(Data items)

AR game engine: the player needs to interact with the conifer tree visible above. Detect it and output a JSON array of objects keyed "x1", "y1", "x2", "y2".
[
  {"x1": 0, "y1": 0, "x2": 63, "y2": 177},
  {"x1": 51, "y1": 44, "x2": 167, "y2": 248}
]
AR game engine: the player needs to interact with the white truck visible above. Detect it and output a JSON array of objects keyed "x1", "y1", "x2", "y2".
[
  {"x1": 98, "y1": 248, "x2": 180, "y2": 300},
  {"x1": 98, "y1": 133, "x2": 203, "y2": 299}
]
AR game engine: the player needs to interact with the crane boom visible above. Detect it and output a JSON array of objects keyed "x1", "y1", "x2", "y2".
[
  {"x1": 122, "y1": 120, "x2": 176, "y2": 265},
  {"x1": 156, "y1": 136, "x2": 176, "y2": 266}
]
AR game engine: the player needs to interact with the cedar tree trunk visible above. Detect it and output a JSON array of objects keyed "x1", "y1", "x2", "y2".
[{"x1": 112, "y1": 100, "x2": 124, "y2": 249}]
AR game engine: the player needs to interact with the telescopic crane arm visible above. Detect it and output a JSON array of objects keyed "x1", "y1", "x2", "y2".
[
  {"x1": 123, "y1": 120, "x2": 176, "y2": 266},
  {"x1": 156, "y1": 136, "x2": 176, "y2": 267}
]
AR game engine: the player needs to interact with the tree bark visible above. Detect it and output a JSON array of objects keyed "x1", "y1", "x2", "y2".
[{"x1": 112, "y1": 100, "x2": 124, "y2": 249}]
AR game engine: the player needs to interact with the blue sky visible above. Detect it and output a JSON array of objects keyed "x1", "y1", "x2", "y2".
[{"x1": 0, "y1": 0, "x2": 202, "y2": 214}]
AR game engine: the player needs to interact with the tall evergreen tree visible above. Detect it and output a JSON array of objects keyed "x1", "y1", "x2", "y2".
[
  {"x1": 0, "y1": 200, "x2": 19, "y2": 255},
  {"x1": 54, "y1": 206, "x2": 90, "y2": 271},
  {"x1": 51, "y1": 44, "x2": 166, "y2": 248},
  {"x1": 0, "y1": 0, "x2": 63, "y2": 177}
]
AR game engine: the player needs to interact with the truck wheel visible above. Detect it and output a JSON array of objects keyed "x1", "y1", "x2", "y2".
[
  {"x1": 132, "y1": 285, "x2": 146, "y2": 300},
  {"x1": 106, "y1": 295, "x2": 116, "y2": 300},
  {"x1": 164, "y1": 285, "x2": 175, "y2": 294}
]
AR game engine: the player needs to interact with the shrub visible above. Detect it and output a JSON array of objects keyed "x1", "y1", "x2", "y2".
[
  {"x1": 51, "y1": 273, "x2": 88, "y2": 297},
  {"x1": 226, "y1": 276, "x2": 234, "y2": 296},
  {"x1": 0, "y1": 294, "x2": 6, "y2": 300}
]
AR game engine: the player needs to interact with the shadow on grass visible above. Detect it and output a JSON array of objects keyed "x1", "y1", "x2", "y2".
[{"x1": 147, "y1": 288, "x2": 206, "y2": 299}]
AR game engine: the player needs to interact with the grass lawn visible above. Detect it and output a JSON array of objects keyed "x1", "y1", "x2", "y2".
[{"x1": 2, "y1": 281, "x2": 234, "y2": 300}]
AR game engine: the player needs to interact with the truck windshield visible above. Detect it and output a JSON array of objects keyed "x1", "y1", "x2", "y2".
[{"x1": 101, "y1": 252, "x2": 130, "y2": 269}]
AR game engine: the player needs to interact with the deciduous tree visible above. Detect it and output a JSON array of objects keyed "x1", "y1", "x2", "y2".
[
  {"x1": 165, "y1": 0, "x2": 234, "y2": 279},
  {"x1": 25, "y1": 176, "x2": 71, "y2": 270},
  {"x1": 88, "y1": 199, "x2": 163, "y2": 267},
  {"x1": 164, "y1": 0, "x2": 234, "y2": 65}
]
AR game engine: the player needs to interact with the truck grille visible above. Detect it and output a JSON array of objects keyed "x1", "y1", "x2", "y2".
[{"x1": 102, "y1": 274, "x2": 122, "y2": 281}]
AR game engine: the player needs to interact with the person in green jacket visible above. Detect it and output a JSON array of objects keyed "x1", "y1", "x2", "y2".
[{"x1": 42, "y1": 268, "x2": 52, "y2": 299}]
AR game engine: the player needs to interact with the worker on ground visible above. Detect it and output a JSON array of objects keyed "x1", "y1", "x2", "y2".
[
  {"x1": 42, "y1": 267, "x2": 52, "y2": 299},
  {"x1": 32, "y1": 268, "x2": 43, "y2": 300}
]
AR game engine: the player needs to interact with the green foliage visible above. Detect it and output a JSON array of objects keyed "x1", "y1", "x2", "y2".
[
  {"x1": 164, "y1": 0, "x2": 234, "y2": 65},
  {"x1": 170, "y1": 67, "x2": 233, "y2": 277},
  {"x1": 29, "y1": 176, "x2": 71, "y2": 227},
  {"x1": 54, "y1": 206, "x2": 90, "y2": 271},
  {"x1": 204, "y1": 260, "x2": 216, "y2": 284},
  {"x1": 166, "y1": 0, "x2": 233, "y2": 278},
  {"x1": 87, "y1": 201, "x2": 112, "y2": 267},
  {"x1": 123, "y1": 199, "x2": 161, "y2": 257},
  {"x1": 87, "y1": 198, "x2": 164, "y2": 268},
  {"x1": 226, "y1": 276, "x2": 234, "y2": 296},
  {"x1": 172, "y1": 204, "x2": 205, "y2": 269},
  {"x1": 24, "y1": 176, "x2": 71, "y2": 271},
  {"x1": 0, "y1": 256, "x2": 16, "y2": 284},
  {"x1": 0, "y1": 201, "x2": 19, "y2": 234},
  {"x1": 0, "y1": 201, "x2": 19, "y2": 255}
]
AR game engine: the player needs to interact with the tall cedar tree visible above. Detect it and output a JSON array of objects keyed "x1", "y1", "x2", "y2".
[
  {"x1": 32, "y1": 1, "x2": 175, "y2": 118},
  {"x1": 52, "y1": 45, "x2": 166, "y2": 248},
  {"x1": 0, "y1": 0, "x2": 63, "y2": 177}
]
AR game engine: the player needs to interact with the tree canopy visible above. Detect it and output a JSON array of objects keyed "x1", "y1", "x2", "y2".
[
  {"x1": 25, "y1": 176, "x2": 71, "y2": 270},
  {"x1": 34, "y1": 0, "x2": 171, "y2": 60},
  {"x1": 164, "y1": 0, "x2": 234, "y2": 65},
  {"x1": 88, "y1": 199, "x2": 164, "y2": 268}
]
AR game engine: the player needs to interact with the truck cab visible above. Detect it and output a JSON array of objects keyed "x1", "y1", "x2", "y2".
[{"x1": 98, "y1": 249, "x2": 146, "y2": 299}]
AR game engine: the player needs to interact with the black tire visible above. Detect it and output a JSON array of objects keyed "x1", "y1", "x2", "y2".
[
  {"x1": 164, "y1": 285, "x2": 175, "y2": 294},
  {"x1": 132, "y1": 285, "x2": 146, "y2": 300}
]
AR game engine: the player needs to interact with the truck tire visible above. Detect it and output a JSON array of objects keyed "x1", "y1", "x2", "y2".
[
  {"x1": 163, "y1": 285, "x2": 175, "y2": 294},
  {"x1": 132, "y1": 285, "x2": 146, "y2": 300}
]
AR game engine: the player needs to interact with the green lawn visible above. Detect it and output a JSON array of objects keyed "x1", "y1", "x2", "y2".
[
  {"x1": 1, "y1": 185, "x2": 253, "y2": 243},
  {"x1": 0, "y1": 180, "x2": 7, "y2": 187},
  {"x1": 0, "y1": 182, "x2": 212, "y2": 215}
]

▸ TRY IT
Reproduce the data verbatim, line for line.

▸ PROBLEM SOLUTION
AR game engine: the player needs to interact with the conifer tree visible above. Detect it and output a JSON array of objects keyed "x1", "y1", "x2", "y2".
[
  {"x1": 0, "y1": 0, "x2": 63, "y2": 177},
  {"x1": 51, "y1": 44, "x2": 167, "y2": 248}
]
AR game engine: the player needs to interact with the white truck visible above. Detect it and output a JSON array of objects keyed "x1", "y1", "x2", "y2".
[
  {"x1": 98, "y1": 248, "x2": 180, "y2": 300},
  {"x1": 98, "y1": 133, "x2": 203, "y2": 299}
]
AR game engine: the player needs to interact with the crane boom visible above. Detect it and output a JSON array of objects keyed "x1", "y1", "x2", "y2".
[
  {"x1": 122, "y1": 120, "x2": 176, "y2": 265},
  {"x1": 156, "y1": 136, "x2": 176, "y2": 266}
]
AR game engine: the player needs to interact with the cedar tree trunk visible above. Detect it and output a JSON array of objects keyed "x1", "y1", "x2", "y2".
[{"x1": 112, "y1": 100, "x2": 124, "y2": 249}]
AR game engine: the player needs to interact with the telescopic crane arm visible above. Detect it and output a JSON array of objects keyed "x1", "y1", "x2", "y2".
[
  {"x1": 123, "y1": 120, "x2": 176, "y2": 266},
  {"x1": 156, "y1": 136, "x2": 176, "y2": 267}
]
AR game engine: the player needs to interact with the tree bark visible above. Detect it and output a JSON array of objects keyed "x1", "y1", "x2", "y2".
[{"x1": 112, "y1": 100, "x2": 124, "y2": 249}]
AR game engine: the player needs to interact with the blue sky visible above. Detect it and output a JSON array of objects keyed "x1", "y1", "x2", "y2".
[{"x1": 0, "y1": 0, "x2": 202, "y2": 214}]
AR game engine: the player needs to interact with the tall evergreen tree visible above. Detect it and output a JSON array of objects keyed "x1", "y1", "x2", "y2".
[
  {"x1": 0, "y1": 200, "x2": 19, "y2": 255},
  {"x1": 54, "y1": 206, "x2": 90, "y2": 271},
  {"x1": 51, "y1": 44, "x2": 166, "y2": 248},
  {"x1": 0, "y1": 0, "x2": 63, "y2": 177}
]
AR game engine: the player needs to interact with the truck wheel visible above. Detect it and output a JSON array of objects keyed "x1", "y1", "x2", "y2".
[
  {"x1": 132, "y1": 285, "x2": 146, "y2": 300},
  {"x1": 106, "y1": 295, "x2": 116, "y2": 300},
  {"x1": 164, "y1": 285, "x2": 175, "y2": 294}
]
AR game engine: the player needs to interact with the shrub visible above. Detect it and output a JSON array of objects keyed "x1", "y1", "x2", "y2".
[
  {"x1": 51, "y1": 273, "x2": 88, "y2": 297},
  {"x1": 226, "y1": 276, "x2": 234, "y2": 296},
  {"x1": 0, "y1": 294, "x2": 6, "y2": 300}
]
AR game engine: the player needs to interact with the shadow on grass visible above. Detect it and output a JSON array of objects keyed "x1", "y1", "x2", "y2".
[{"x1": 147, "y1": 288, "x2": 206, "y2": 299}]
AR game engine: the player needs to interact with the grass lawn visible above. Detect it and output a JSON array of objects keyed "x1", "y1", "x2", "y2".
[{"x1": 2, "y1": 281, "x2": 234, "y2": 300}]
AR game engine: the player needs to interact with the truck windshield visible above. Detect it and output a JSON array of objects keyed "x1", "y1", "x2", "y2".
[{"x1": 101, "y1": 252, "x2": 130, "y2": 269}]
AR game engine: the player needs to interact with the deciduous tree visible above. Detect it and output a JSON array of objects keyed "x1", "y1", "x2", "y2".
[
  {"x1": 165, "y1": 0, "x2": 234, "y2": 279},
  {"x1": 25, "y1": 176, "x2": 71, "y2": 270},
  {"x1": 88, "y1": 199, "x2": 163, "y2": 267},
  {"x1": 164, "y1": 0, "x2": 234, "y2": 65}
]
AR game engine: the player needs to interact with the truck grille visible above. Detect it and output a JSON array of objects keyed "x1", "y1", "x2", "y2".
[{"x1": 102, "y1": 274, "x2": 122, "y2": 281}]
AR game engine: the player needs to interact with the person in green jacket visible above. Detect it and output a JSON array of objects keyed "x1", "y1", "x2", "y2".
[{"x1": 42, "y1": 268, "x2": 52, "y2": 299}]
AR game engine: the player needs to interact with the worker on ground visible above. Detect it and output a JSON array of objects keyed "x1", "y1", "x2", "y2".
[
  {"x1": 42, "y1": 267, "x2": 52, "y2": 299},
  {"x1": 32, "y1": 268, "x2": 43, "y2": 300}
]
AR game engine: the player needs to interact with the green foliage visible above. Detect it and output a JSON array of objects keyed "x1", "y1", "x2", "y2".
[
  {"x1": 164, "y1": 0, "x2": 234, "y2": 65},
  {"x1": 170, "y1": 67, "x2": 233, "y2": 277},
  {"x1": 29, "y1": 176, "x2": 71, "y2": 227},
  {"x1": 54, "y1": 206, "x2": 90, "y2": 271},
  {"x1": 204, "y1": 260, "x2": 216, "y2": 284},
  {"x1": 166, "y1": 0, "x2": 233, "y2": 278},
  {"x1": 87, "y1": 201, "x2": 112, "y2": 267},
  {"x1": 123, "y1": 199, "x2": 161, "y2": 257},
  {"x1": 87, "y1": 198, "x2": 164, "y2": 268},
  {"x1": 226, "y1": 276, "x2": 234, "y2": 296},
  {"x1": 172, "y1": 204, "x2": 205, "y2": 269},
  {"x1": 24, "y1": 176, "x2": 71, "y2": 271},
  {"x1": 0, "y1": 256, "x2": 16, "y2": 284},
  {"x1": 0, "y1": 201, "x2": 19, "y2": 234},
  {"x1": 0, "y1": 201, "x2": 19, "y2": 255}
]
AR game engine: the player needs to interact with the tall cedar tree visible above. Detect it and output a JSON array of objects keyed "x1", "y1", "x2", "y2".
[
  {"x1": 32, "y1": 1, "x2": 175, "y2": 118},
  {"x1": 52, "y1": 45, "x2": 166, "y2": 248},
  {"x1": 0, "y1": 0, "x2": 63, "y2": 177}
]
AR game engine: the player needs to interact with the tree canopy visible above. Detect it and output a JSON array of objects keyed "x1", "y1", "x2", "y2".
[
  {"x1": 25, "y1": 176, "x2": 71, "y2": 270},
  {"x1": 34, "y1": 0, "x2": 171, "y2": 60},
  {"x1": 164, "y1": 0, "x2": 234, "y2": 65},
  {"x1": 88, "y1": 199, "x2": 164, "y2": 268}
]
AR game engine: the player needs to interact with the truck cab visible above. Detect it and output a JSON array of objects keyed "x1", "y1", "x2", "y2".
[{"x1": 98, "y1": 249, "x2": 146, "y2": 299}]
AR game engine: the player needs to interact with the black tire visible above. Detect it and output a JSON array of objects keyed "x1", "y1", "x2", "y2".
[
  {"x1": 164, "y1": 285, "x2": 175, "y2": 294},
  {"x1": 132, "y1": 285, "x2": 146, "y2": 300}
]
AR game engine: the player needs to interact with the truck tire visible above. Detect it and output a JSON array of objects keyed "x1", "y1", "x2", "y2".
[
  {"x1": 163, "y1": 285, "x2": 175, "y2": 294},
  {"x1": 132, "y1": 285, "x2": 146, "y2": 300}
]
AR game engine: the player needs to interact with the green lawn visible above. Detect it and output a JSON array of objects keyed "x1", "y1", "x2", "y2".
[
  {"x1": 1, "y1": 185, "x2": 253, "y2": 243},
  {"x1": 0, "y1": 180, "x2": 7, "y2": 187},
  {"x1": 0, "y1": 182, "x2": 212, "y2": 215}
]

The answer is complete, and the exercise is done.